Sometimes it seems like you can’t read a paper or magazine, check out your television or radio or go online without hearing more concerns about the health and safety of our food supply.
I agree with anyone who says we deserve to know all there is to know about what goes on our plates. I’d like everyone to get clear information, direct from the source. When it comes to the antibiotics and hormones that are administered to farm animals, I feel like I can be that source because I have three unique perspectives on the food system in America today.
I’m a mom
I completely understand why shoppers want to buy the best, safest food they can. I have a baby daughter, and just like every parent I want her to be as healthy and successful as possible. I have worries just like most of my mom friends do; Why isn’t she crawling yet? Why won’t she eat asparagus? When should we start swimming lessons? But one thing I don’t worry about is the safety of the food I feed her.
When I go to the store, I am 100 percent confident that the items in my cart are safe and healthy for my daughter and for our whole family. And I’d like other parents to know what I know and to share my confidence when it comes to feeding their own families.
I’m a farmer
As a member of a third-generation Illinois farm family, I wish everyone had the same understanding I do of what it takes to bring the best, safest items to your local store.
My family’s farm raises pigs and hormone use isn’t an issue. Regular use of hormones to increase growth is simply not a part of the swine industry. The same is true for poultry. Some farmers of both beef and dairy herds do employ hormones to promote lean growth for a higher protein and lower fat product, but the amounts that get transferred to the related food shouldn’t cause concern.
A three ounce steak from a treated steer contains 1.9 nanograms (billionths of a gram) of estrogen. The same steak from an untreated animal has about 1.3 nanograms of estrogen. In comparison, a baked potato on the same plate has 225 nanograms of naturally occurring estrogen.
Because I have a daughter the stories about a trend toward earlier puberty in young girls catch my attention. Here’s what I’ve learned: Recent research has found that the most consistent link factor in precocious puberty is child obesity.* Kids with more body fat tend to have high levels of a protein called leptin, which can trigger the body’s release of hormones that start puberty.
Since the early 1990s, researchers have looked for a link with hormones in dairy milk, and so far they haven’t found one. It’s interesting to know that the most common hormone administered to dairy cattle, rBGH, is what’s called a protein hormone. That means that unlike steroid hormones like estrogen, it is broken down by the digestive process and never enters the system. Even more interesting, it is impossible to test the difference between rBGH, which is given as a shot, and endogenous BGH, which is made naturally by the cow.

Records held in a dataset
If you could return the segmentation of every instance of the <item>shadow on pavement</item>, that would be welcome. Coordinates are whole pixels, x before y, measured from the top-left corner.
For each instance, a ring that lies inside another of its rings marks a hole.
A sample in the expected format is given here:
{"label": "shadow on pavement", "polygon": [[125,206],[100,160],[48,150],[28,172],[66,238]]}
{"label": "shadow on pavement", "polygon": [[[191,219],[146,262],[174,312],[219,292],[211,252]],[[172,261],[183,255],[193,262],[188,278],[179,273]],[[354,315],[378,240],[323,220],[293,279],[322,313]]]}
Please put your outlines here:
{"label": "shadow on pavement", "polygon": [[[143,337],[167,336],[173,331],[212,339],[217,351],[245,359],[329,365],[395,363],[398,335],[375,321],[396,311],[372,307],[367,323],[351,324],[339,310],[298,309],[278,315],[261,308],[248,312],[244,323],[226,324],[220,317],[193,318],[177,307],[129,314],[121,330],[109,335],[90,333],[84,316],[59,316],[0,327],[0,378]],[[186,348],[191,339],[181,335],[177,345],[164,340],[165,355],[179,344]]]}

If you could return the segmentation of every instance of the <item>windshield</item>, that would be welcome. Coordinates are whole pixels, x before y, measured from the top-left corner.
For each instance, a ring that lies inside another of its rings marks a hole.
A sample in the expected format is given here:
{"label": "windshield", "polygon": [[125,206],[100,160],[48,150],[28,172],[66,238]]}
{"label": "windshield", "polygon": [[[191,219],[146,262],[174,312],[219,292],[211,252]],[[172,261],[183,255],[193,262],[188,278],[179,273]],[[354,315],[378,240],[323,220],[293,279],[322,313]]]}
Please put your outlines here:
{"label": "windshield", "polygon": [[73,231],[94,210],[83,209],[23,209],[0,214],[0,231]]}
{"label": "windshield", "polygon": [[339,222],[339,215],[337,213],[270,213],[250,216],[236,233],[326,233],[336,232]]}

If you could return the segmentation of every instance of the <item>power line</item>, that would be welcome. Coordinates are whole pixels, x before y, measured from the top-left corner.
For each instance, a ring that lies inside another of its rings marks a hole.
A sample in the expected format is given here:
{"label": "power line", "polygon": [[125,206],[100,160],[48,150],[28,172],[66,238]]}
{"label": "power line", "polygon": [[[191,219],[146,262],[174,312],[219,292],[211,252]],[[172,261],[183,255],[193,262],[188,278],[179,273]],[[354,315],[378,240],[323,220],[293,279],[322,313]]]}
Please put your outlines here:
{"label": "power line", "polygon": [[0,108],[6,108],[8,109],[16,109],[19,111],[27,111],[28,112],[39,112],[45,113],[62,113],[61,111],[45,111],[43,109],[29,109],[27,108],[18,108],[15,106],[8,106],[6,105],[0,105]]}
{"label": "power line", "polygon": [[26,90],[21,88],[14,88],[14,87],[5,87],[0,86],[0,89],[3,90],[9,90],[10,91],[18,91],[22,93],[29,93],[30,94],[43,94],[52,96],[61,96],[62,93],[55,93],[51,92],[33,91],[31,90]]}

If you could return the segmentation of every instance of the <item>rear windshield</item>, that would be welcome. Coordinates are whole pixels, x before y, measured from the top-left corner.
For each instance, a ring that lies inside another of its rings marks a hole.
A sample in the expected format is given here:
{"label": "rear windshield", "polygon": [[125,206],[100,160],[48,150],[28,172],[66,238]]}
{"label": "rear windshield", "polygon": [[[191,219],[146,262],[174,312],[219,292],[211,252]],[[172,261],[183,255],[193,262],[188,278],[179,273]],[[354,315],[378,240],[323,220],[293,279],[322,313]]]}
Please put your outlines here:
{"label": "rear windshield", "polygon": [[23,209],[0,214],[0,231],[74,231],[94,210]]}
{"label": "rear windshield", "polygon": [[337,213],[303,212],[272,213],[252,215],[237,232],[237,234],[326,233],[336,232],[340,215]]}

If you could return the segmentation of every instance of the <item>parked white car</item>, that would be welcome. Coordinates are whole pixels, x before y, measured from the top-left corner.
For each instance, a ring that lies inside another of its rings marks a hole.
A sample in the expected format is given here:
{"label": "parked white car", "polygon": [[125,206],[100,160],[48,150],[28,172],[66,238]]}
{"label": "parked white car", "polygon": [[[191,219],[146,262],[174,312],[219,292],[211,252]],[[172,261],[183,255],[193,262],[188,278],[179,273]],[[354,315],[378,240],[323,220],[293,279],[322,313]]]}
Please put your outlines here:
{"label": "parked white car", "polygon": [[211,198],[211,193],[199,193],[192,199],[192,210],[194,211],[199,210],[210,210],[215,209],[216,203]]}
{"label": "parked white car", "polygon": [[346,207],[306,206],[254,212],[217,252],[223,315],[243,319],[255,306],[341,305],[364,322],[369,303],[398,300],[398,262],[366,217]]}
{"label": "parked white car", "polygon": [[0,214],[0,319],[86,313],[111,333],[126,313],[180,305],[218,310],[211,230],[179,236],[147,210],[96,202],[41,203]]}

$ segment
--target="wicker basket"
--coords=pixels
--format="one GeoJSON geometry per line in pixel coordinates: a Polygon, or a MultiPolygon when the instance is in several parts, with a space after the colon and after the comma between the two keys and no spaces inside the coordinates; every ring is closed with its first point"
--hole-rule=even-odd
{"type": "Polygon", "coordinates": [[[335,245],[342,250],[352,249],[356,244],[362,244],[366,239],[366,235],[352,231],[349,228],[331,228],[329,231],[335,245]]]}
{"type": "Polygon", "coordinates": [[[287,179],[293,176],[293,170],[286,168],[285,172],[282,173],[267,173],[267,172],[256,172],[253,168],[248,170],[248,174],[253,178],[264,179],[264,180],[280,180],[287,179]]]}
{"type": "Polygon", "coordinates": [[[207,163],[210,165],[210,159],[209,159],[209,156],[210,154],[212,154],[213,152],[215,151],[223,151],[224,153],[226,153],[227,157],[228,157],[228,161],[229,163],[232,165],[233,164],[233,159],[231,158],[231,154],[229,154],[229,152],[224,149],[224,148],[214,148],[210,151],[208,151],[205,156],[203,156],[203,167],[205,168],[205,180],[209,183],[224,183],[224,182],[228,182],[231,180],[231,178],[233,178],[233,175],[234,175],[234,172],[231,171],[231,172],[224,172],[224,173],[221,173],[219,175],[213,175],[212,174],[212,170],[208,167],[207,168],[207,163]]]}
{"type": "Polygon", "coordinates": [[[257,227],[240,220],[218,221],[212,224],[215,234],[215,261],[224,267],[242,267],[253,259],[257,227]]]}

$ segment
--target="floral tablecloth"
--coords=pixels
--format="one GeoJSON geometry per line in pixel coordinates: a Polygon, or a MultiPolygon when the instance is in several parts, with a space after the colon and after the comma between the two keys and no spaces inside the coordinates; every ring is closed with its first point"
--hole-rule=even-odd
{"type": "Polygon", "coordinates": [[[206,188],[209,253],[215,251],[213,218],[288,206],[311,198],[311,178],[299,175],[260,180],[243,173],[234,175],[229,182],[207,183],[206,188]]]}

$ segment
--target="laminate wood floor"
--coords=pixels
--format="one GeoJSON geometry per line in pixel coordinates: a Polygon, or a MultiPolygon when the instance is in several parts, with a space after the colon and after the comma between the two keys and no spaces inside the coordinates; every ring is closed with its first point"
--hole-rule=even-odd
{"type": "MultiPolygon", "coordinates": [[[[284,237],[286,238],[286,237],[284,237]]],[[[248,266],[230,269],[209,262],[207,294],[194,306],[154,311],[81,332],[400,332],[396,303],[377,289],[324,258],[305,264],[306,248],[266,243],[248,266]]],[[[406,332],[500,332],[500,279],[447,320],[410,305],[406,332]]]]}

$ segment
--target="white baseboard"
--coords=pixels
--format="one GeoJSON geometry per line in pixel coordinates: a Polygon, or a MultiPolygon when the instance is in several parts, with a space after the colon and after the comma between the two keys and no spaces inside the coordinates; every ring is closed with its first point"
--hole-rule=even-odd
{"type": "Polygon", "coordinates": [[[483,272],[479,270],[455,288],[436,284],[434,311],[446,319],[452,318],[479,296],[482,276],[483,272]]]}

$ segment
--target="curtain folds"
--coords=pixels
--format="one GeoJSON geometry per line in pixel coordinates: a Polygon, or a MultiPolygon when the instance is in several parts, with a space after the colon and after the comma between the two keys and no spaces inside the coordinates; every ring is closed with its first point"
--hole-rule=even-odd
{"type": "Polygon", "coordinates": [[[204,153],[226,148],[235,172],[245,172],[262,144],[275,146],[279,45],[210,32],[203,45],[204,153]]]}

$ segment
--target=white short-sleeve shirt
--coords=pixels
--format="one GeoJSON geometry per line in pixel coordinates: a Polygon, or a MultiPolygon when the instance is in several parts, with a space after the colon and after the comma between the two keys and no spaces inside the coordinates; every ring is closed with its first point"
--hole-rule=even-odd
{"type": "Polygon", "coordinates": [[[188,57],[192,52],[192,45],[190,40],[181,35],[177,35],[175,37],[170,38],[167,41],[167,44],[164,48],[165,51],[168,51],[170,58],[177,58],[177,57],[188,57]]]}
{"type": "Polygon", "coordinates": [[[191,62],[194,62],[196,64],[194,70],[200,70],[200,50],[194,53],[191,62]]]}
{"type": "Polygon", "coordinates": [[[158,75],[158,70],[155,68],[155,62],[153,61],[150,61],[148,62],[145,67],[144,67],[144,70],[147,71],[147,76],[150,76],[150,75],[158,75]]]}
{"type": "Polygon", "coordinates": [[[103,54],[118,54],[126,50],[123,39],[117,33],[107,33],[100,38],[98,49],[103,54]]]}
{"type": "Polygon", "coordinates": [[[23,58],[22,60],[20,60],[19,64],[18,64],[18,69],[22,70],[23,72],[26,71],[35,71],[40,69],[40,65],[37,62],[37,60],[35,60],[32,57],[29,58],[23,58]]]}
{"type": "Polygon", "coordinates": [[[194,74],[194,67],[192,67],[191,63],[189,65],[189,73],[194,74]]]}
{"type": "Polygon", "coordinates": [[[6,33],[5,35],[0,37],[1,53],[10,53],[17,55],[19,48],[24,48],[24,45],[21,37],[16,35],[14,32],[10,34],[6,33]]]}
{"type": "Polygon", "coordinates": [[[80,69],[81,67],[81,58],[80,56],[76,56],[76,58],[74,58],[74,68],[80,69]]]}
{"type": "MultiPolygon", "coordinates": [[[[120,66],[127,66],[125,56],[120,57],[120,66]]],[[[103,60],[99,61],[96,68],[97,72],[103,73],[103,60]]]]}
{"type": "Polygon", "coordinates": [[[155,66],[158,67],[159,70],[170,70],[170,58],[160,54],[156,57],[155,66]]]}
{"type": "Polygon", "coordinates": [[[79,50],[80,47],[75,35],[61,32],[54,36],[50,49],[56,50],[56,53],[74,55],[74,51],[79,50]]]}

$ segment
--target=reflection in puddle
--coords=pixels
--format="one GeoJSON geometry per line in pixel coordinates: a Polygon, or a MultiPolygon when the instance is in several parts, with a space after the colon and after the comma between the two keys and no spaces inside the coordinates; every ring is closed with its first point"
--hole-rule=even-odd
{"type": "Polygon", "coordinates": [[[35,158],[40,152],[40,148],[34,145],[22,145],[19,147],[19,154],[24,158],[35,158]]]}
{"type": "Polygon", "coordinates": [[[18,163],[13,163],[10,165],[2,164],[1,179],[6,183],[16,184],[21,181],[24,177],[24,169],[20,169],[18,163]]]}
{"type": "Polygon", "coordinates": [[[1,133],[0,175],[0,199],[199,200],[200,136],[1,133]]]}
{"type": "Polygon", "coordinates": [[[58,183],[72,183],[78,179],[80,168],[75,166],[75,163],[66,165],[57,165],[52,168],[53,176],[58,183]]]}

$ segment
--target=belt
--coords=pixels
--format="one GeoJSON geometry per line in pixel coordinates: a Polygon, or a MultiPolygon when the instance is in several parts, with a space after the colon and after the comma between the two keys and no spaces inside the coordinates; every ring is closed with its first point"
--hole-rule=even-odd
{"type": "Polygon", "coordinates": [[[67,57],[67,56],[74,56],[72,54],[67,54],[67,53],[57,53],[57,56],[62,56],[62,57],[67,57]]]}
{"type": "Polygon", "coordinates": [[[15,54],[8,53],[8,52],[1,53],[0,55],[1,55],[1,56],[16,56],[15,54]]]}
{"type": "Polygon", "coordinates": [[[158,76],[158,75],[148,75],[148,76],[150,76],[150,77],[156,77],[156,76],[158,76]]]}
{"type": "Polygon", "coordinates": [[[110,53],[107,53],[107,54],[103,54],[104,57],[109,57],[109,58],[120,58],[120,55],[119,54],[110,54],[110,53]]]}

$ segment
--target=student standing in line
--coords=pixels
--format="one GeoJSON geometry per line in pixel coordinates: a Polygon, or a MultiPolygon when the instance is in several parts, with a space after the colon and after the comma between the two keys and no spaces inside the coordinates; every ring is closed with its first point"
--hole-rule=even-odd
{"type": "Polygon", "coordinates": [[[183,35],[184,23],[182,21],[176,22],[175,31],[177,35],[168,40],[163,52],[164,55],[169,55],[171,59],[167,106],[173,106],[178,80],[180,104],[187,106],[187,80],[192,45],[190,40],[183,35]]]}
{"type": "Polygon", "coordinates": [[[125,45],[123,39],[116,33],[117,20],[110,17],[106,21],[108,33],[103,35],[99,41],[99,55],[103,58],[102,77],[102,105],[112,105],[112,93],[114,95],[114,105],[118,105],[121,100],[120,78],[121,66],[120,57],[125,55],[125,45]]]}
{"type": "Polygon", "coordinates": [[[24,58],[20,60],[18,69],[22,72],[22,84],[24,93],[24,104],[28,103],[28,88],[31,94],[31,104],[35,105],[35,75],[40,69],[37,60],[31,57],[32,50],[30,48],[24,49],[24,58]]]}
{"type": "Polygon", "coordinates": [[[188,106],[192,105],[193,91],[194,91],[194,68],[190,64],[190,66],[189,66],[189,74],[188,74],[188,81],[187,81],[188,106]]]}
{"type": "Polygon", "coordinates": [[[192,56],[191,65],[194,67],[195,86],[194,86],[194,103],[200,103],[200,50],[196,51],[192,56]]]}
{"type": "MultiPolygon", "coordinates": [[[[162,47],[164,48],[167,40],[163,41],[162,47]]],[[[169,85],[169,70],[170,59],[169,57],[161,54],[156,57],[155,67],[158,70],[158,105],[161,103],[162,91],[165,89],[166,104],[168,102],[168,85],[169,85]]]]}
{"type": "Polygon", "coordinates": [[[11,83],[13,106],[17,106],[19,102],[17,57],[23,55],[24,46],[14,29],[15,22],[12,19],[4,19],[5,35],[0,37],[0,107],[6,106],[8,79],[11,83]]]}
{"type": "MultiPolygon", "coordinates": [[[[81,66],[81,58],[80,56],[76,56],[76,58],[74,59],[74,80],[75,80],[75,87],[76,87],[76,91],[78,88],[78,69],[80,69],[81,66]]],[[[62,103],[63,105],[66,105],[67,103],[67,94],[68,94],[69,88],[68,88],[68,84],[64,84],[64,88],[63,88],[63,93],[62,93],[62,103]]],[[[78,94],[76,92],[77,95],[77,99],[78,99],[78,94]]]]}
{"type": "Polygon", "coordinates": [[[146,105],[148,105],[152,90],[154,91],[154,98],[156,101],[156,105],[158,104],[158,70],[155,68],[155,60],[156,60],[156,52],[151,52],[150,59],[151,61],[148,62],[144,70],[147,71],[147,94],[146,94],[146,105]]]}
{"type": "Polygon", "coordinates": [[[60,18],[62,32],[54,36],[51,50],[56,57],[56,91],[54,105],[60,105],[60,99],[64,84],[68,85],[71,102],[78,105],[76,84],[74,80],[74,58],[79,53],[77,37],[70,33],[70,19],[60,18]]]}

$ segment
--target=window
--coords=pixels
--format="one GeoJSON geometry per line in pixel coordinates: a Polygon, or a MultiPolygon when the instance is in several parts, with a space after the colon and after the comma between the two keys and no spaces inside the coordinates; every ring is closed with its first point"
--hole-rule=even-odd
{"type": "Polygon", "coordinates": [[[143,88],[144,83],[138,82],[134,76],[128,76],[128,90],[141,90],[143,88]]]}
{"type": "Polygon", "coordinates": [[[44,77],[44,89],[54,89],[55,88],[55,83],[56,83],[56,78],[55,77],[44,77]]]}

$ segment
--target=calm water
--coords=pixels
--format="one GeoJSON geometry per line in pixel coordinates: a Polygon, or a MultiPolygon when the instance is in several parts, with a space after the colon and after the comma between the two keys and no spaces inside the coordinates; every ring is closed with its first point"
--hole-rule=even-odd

WORK ORDER 1:
From the piece on food safety, extract the stretch from "Because I have a" through "that start puberty.".
WORK ORDER 2:
In the piece on food safety, how many nanograms of estrogen does a baked potato contain?
WORK ORDER 3:
Continue the piece on food safety, picking up after its final sentence.
The listing is separate material with no connection to the piece on food safety.

TASK RESULT 1:
Because I have a daughter the stories about a trend toward earlier puberty in young girls catch my attention. Here’s what I’ve learned: Recent research has found that the most consistent link factor in precocious puberty is child obesity.* Kids with more body fat tend to have high levels of a protein called leptin, which can trigger the body’s release of hormones that start puberty.

TASK RESULT 2:
225 nanograms of naturally occurring estrogen.

TASK RESULT 3:
I’m a veterinarian
As a practicing veterinarian, it’s frustrating when our practices are misperceived, misunderstood or misreported.
The simple fact is that we do use antibiotics in treating livestock for the same reason your doctor would prescribe them: to treat an illness. There are two good reasons for administering antibiotics to get an animal healthy: Raising an animal means taking responsibility for its health and well-being, and a healthy animal is a better producer.
To see that there are no antibiotic residues in finished animal products such as milk and meat, farmers follow strict Food& Drug Administration (FDA) guidelines that specify withdrawal times between when the animal is medicated and when its products can be used.
For example, when a dairy cow receives antibiotics, she still gets milked; but, until her milk is free of any trace of medication and the withdrawal period is past, the milk does not go to market.
Another important issue around antibiotics is their role in the development of drug-resistant pathogens. There are new FDA Veterinary Feed Directive (VFD) regulations coming into effect in late 2016 that will require farmers to work much closer with their veterinarians to use antibiotics in the feed, a huge step in reducing antibiotic resistance.
Everything I’ve learned from my farm background and my veterinary practice makes me believe that our American food supply is safe and healthy. Does that mean we’re perfect? Probably not. Farm practices have changed since my grandpa started Gould Farms in the 1960’s, and I know they’ll keep improving as we gain more knowledge.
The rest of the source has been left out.